● Trecho fornecido
O país produz óleo pesado (mais viscoso, mais barato) e não tem condições de refinar essa matéria-prima e produzir derivados (óleo, gasolina, querosene etc). O refino do petróleo pesado é mais caro e tem dificuldades técnicas. Por isso, é necessário importar petróleo leve (menos viscoso, mais caro) e misturar ao pesado.
¨Nós temos uma auto-suficiência virtual¨, afirma o pesquisador Giuseppe Bacoccoli, da Coppe (Coordenação dos Programas de Pós-Graduação de Engenharia da UFRJ).
¨Importamos o petróleo mais valioso e exportamos o menos valioso¨, afirma.
Segundo ele, a situação pode melhorar no médio prazo, caso as expectativas da Petrobras com a produção do campo de Tupi se confirmem.
De acordo com a análise feita pelo professor Saul Suslick, diretor do Cepetro (Centro de Estudos do Petróleo da Unicamp), o déficit na balança comercial de petróleo se deve a atrasos e dificuldades na operação das plataformas da Petrobras. Ele avalia que a balança comercial do petróleo deverá deixar de ser deficitária a partir do final deste ano.

● Extratos dos dados
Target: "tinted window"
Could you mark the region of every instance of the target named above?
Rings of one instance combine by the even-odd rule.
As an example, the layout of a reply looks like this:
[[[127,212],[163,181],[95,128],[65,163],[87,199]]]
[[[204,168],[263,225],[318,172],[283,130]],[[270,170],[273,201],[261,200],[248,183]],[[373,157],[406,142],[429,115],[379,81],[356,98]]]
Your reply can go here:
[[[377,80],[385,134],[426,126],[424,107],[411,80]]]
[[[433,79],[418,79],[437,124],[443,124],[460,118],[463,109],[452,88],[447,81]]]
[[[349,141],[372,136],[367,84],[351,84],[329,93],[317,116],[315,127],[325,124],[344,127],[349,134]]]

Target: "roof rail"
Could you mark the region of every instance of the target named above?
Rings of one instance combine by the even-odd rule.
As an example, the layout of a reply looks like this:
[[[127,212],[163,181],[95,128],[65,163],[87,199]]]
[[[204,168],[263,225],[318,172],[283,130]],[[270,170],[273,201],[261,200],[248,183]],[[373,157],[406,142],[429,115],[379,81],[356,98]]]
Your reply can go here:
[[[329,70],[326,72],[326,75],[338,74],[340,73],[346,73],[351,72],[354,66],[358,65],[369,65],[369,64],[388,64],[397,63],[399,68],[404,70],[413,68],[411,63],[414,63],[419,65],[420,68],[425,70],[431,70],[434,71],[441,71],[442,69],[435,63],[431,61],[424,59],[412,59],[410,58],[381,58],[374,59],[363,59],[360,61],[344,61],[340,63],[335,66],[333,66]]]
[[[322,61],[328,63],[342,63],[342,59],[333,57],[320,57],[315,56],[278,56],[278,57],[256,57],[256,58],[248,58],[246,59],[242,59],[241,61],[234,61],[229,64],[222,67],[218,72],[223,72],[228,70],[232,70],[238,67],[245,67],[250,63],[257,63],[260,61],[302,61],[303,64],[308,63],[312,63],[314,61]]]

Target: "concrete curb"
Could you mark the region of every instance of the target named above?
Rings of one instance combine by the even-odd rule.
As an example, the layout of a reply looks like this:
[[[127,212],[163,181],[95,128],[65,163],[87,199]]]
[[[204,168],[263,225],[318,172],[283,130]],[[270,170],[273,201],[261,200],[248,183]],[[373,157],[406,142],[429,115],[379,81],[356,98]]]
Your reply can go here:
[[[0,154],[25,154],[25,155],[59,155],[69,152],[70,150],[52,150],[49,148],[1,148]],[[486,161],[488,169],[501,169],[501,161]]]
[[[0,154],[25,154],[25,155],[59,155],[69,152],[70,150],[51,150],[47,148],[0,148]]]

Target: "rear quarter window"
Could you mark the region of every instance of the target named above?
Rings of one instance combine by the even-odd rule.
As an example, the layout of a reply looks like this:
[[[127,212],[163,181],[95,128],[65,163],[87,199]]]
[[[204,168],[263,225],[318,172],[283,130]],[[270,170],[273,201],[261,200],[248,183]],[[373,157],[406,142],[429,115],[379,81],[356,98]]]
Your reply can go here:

● Tarefa proposta 1
Resuma em duas frases o trecho sobre a balança comercial do petróleo.
● Tarefa proposta 2
Transforme em lista o parágrafo do trecho sobre a balança comercial do petróleo que começa com "O país produz óleo pesado", preservando seus fatos principais.

● Resposta final 1
O país produz petróleo pesado, cujo refino é mais caro e tecnicamente difícil, e por isso precisa importar petróleo leve para misturá-lo ao pesado, situação que o pesquisador Giuseppe Bacoccoli, da Coppe, chama de "auto-suficiência virtual". Para ele, o quadro pode melhorar no médio prazo se as expectativas da Petrobras com o campo de Tupi se confirmarem, enquanto o professor Saul Suslick, do Cepetro, atribui o déficit a atrasos e dificuldades na operação das plataformas da Petrobras e prevê que ele termine a partir do final deste ano.

● Resposta final 2
- O país produz óleo pesado, que é mais viscoso e mais barato.
- Não tem condições de refinar essa matéria-prima para produzir derivados como óleo, gasolina e querosene.
- O refino do petróleo pesado é mais caro e apresenta dificuldades técnicas.
- Por isso, é preciso importar petróleo leve, menos viscoso e mais caro, e misturá-lo ao pesado.